__RECORD LIST__:
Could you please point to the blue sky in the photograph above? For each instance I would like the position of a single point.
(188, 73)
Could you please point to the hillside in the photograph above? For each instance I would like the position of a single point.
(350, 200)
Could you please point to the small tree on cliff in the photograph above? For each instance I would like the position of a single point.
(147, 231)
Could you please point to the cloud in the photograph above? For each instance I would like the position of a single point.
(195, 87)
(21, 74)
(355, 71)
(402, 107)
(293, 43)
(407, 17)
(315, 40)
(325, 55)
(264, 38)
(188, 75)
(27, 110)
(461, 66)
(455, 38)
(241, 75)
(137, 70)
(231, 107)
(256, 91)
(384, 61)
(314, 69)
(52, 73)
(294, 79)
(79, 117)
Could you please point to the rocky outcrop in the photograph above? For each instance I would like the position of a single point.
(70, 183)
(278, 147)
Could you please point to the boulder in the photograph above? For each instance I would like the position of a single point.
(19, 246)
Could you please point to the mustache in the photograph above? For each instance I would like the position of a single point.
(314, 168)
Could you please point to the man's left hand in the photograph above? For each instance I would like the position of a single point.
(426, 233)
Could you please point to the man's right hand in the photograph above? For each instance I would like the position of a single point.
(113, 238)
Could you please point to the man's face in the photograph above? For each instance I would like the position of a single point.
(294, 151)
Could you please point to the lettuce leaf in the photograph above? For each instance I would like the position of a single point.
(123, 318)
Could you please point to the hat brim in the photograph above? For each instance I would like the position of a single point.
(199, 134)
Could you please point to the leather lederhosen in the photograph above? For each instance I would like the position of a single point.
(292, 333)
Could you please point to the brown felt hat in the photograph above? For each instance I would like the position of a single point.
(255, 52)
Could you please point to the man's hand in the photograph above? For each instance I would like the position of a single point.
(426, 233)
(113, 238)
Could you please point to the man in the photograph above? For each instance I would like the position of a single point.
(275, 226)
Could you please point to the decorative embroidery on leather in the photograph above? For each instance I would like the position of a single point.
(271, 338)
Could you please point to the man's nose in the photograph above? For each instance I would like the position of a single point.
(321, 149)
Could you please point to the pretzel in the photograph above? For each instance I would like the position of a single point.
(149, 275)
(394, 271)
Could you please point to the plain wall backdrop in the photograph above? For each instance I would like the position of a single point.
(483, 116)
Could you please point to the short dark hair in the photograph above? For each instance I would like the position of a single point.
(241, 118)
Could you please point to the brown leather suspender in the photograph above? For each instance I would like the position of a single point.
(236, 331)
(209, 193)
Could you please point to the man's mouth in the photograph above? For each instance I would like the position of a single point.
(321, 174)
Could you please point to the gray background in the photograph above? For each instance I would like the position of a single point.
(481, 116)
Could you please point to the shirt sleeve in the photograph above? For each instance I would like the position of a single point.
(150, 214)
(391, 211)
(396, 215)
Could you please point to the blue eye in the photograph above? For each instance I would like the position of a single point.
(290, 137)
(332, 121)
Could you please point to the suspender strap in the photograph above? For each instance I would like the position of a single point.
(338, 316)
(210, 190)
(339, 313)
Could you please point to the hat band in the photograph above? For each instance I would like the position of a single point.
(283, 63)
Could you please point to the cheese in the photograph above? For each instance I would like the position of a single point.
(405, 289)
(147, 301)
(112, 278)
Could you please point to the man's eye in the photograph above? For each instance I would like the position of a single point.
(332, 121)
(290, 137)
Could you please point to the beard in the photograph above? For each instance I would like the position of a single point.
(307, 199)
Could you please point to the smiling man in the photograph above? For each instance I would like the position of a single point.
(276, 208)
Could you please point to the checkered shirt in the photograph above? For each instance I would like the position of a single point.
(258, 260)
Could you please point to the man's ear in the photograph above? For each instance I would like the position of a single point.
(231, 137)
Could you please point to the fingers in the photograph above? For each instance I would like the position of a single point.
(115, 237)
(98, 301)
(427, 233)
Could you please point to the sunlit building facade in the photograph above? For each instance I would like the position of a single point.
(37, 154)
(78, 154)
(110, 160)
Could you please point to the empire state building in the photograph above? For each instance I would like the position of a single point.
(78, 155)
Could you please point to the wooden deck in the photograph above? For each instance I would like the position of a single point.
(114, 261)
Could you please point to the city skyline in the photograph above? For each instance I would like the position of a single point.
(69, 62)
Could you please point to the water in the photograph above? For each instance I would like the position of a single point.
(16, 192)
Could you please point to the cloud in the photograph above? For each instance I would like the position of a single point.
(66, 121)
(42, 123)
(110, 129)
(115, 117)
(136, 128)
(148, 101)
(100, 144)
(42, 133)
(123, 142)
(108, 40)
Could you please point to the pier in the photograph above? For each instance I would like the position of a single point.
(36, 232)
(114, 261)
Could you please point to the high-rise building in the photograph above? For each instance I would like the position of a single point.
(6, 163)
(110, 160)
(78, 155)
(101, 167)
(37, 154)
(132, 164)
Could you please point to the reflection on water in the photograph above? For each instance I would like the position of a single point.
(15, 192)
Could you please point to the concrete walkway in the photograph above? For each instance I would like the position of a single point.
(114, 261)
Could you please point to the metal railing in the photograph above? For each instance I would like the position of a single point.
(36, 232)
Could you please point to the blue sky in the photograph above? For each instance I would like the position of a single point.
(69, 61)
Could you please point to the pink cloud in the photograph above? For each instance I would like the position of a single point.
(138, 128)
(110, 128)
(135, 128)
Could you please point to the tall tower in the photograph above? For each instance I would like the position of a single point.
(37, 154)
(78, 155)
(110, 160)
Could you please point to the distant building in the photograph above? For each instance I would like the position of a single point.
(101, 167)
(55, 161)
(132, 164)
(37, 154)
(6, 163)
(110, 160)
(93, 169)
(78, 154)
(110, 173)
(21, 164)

__INSTRUCTION__: Repeat the material above in full, exactly as it stands.

__RESULT FOR THIS EXERCISE__:
Could you please point to the blue sky in the photograph above? For each instance I would like the position of a single point.
(188, 73)
Could you please point to the hillside in the photograph above? For each instance I would like the position of a single point.
(350, 200)
Could you please point to the small tree on cliff in the photograph above? For each instance I would like the position of a single point.
(147, 231)
Could you please point to the cloud in the photograph above? For each instance I would like the position of a single point.
(195, 87)
(21, 74)
(355, 71)
(402, 107)
(293, 43)
(407, 17)
(315, 40)
(325, 55)
(264, 38)
(188, 75)
(27, 110)
(461, 66)
(455, 38)
(241, 75)
(137, 70)
(231, 107)
(256, 91)
(384, 61)
(314, 69)
(52, 73)
(294, 79)
(79, 117)
Could you please point to the rocky outcrop in the photograph above? For each instance I would like the position of a single point.
(70, 183)
(278, 147)
Could you please point to the boulder in the photograph above? For each instance I would like the position of a single point.
(19, 246)
Could you please point to the mustache in the photograph above? For each instance I would like the position of a single point.
(314, 168)
Could you please point to the man's left hand in the photograph above? For each instance I would like the position of a single point.
(426, 233)
Could you please point to the man's right hand in the photograph above? For each instance I would like the position of a single point.
(113, 238)
Could you please point to the man's face in the photograph above? For each instance I would like the position of a single point.
(294, 151)
Could you please point to the lettuce leaf in the photograph above? For each instance I would like the position of a single point.
(123, 318)
Could you please point to the hat brim in the photograph above? For each instance I would like the position of a single point.
(199, 134)
Could you please point to the leather lederhosen in the photograph above? For each instance I would like the position of a single point.
(292, 333)
Could you please point to the brown felt hat in the photograph above? For each instance I would like the position of a single point.
(255, 52)
Could you please point to the man's hand in the photograph above? For each instance I would like the position of a single point.
(426, 233)
(113, 238)
Could you please point to the man in the photograph above? For each instance I would like the position of a single point.
(275, 226)
Could you please point to the decorative embroidery on leather in the photograph above? For each instance I would like the position of a single point.
(271, 338)
Could you please point to the man's nose in the photograph above? For each instance I would like the position of a single point.
(321, 149)
Could you please point to the pretzel in the photograph above? For each instance I would like the position of a single point.
(149, 275)
(394, 271)
Could you please point to the plain wall backdrop in the photograph above? For each instance I would like the position of a single point.
(483, 116)
Could you please point to the short dark hair in the photograph above? For each instance I would like the position of a single point.
(241, 118)
Could you please point to the brown leather suspender in the photograph above? For each instance I would like the position of a single point.
(236, 331)
(209, 193)
Could you please point to the man's mouth in the photograph above? For each instance I would like the position of a single point.
(321, 174)
Could you please point to the gray background in the photograph above? For each instance I would like the position of a single point.
(481, 116)
Could you please point to the shirt sleeve in the photograph above? For each instance I would like the position of a single point.
(150, 214)
(391, 211)
(396, 215)
Could you please point to the blue eye in the photograph above? For each instance I would like the position of a single point.
(290, 137)
(332, 121)
Could you please point to the suspender strap in the photograph above? For each instance I would like the position of a single point.
(338, 316)
(210, 190)
(339, 313)
Could you please point to the hat band in the photograph above? For each instance I would like the position of a single point.
(283, 63)
Could you please point to the cheese in the photograph above? For each instance I would like the position of a single point.
(405, 289)
(147, 301)
(112, 278)
Could you please point to the man's eye in the photograph above? For each instance I would like the position of a single point.
(332, 121)
(290, 137)
Could you please point to the beard in the photograph above? For each instance I would like the position of a single point.
(307, 199)
Could you please point to the smiling man in the photograph above? For each instance I would like the position of a single point.
(276, 208)
Could you please point to the checkered shirt in the photograph above? For each instance I would like the position of a single point.
(258, 260)
Could you please point to the man's ear in the photograph above? For each instance I would like the position of a single point.
(231, 137)
Could you please point to the fingers in the photograph above? For each instance I would like the position of a single point.
(115, 237)
(98, 301)
(427, 233)
Could you please point to the sunlit building facade in the photograph above? For each instance I would like the position of a single point.
(37, 154)
(78, 154)
(110, 160)
Could you please point to the empire state building in the photograph above? For each instance I would like the position of a single point.
(78, 155)
Could you please point to the wooden deck in the photograph above? For each instance I would like the position of a single point.
(114, 261)
Could you please point to the city skyline in the photograph above? For each instance I would like the position of a single point.
(69, 62)
Could you please point to the water in the photograph above? For each instance I would like the position of a single point.
(16, 192)
Could you please point to the cloud in the photograph above? For each instance I would like the position of a single point.
(66, 121)
(42, 123)
(110, 129)
(115, 117)
(136, 128)
(148, 101)
(100, 144)
(42, 133)
(123, 142)
(108, 40)
Could you please point to the pier in the photograph above? For each instance I would like the position of a single point.
(36, 232)
(114, 261)
Could you please point to the high-rise building in the photograph above? For each instance I would like the position of a single point.
(6, 163)
(110, 160)
(78, 155)
(101, 167)
(37, 154)
(132, 164)
Could you please point to the reflection on water in the photograph above? For each instance I would like the position of a single point.
(15, 192)
Could you please point to the concrete walkway in the photograph above? For each instance I would like the position of a single point.
(114, 261)
Could you please point to the metal railing in the photograph above? For each instance I would like the position of a single point.
(36, 232)
Could you please point to the blue sky in the photograph above? For each instance I would like the position of a single point.
(69, 61)
Could you please point to the pink cloud in the photograph above? For each instance I would like the position of a single point.
(138, 128)
(110, 128)
(135, 128)
Could you please point to the tall tower in the photograph above? For each instance I would like the position of a single point.
(37, 154)
(78, 155)
(110, 160)
Could you please point to the distant building in the photograph above? For each instance I would like the position of a single point.
(101, 167)
(55, 161)
(132, 164)
(37, 154)
(6, 163)
(110, 160)
(93, 169)
(78, 154)
(110, 173)
(21, 164)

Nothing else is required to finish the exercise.